*EXTRACTED INFORMATION:*
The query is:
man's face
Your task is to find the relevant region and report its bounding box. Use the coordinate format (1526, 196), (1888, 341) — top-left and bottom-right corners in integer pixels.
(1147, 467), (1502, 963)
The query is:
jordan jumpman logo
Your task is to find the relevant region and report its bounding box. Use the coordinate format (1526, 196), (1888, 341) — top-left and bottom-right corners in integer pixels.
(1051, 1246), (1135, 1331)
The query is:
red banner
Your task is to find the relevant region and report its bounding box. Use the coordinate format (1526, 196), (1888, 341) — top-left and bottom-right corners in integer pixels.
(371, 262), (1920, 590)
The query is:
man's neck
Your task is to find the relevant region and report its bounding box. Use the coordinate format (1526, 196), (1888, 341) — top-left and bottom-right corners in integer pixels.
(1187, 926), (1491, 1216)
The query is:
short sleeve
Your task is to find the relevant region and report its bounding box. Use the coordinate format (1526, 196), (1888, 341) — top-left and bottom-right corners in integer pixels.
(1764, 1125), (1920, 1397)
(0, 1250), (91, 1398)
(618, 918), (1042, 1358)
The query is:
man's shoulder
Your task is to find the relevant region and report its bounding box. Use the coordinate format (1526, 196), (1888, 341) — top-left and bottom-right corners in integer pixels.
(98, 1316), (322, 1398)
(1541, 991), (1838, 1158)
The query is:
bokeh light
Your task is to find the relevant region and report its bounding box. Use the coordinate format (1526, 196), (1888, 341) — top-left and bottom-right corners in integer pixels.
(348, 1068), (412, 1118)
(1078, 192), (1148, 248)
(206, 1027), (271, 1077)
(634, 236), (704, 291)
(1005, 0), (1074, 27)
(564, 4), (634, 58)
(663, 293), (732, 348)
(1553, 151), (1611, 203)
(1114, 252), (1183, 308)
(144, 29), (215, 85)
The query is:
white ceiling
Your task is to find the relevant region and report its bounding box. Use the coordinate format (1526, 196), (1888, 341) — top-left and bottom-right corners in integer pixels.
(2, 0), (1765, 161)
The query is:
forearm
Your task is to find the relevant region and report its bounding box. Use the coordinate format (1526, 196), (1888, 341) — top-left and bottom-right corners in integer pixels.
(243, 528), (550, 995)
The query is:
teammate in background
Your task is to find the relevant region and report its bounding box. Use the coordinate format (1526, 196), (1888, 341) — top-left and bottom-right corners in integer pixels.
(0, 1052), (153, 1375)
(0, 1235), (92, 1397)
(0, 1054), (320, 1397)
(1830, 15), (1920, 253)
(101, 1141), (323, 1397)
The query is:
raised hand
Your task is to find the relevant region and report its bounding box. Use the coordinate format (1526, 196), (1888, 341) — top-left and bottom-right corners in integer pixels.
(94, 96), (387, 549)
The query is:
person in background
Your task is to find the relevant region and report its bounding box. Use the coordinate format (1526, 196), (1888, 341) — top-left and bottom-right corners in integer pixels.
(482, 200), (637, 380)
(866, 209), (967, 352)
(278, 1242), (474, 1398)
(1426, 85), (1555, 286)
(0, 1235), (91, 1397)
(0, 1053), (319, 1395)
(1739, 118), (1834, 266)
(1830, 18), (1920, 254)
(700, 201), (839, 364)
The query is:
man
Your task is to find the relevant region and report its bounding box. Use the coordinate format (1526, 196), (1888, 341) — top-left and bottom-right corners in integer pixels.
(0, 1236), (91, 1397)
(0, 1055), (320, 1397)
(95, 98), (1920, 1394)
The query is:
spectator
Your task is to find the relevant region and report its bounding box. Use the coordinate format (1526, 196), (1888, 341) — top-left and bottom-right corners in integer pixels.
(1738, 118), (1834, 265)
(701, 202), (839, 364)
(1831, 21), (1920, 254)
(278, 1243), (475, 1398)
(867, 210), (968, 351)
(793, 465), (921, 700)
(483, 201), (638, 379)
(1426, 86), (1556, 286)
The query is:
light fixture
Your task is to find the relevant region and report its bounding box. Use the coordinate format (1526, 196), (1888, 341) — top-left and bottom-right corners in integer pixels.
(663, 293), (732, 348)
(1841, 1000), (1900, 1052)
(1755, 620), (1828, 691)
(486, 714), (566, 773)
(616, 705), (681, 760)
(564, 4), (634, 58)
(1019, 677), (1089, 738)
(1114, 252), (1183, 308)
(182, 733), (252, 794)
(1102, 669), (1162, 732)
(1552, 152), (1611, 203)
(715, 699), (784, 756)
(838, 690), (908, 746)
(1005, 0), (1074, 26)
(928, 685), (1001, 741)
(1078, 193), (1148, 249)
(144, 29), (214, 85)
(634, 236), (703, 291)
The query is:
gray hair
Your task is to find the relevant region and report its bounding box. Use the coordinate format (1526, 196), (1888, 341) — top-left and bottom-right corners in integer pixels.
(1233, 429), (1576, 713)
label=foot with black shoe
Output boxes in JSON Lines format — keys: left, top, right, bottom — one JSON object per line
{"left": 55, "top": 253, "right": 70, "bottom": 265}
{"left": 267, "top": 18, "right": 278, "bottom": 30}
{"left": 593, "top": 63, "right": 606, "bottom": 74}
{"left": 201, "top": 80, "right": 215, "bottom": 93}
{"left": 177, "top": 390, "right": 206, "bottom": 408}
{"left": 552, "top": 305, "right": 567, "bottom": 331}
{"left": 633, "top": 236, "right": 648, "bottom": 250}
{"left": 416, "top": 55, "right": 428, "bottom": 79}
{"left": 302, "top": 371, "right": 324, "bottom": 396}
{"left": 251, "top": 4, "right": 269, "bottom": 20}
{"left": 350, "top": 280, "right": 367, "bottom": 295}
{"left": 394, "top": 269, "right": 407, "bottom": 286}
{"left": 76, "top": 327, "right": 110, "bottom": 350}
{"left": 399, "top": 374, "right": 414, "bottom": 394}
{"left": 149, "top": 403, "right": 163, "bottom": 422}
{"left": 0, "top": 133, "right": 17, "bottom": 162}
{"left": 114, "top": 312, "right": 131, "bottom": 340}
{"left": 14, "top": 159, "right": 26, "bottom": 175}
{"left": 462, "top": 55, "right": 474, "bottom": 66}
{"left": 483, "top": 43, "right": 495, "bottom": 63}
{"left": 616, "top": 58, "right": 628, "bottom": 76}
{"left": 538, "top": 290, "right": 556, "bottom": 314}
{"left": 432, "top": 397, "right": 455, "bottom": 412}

*WORK TASK:*
The string "background" may appear in lines of the listing above; tally those lines and give the number only.

*SOLUTION TO THIS PROBLEM:*
2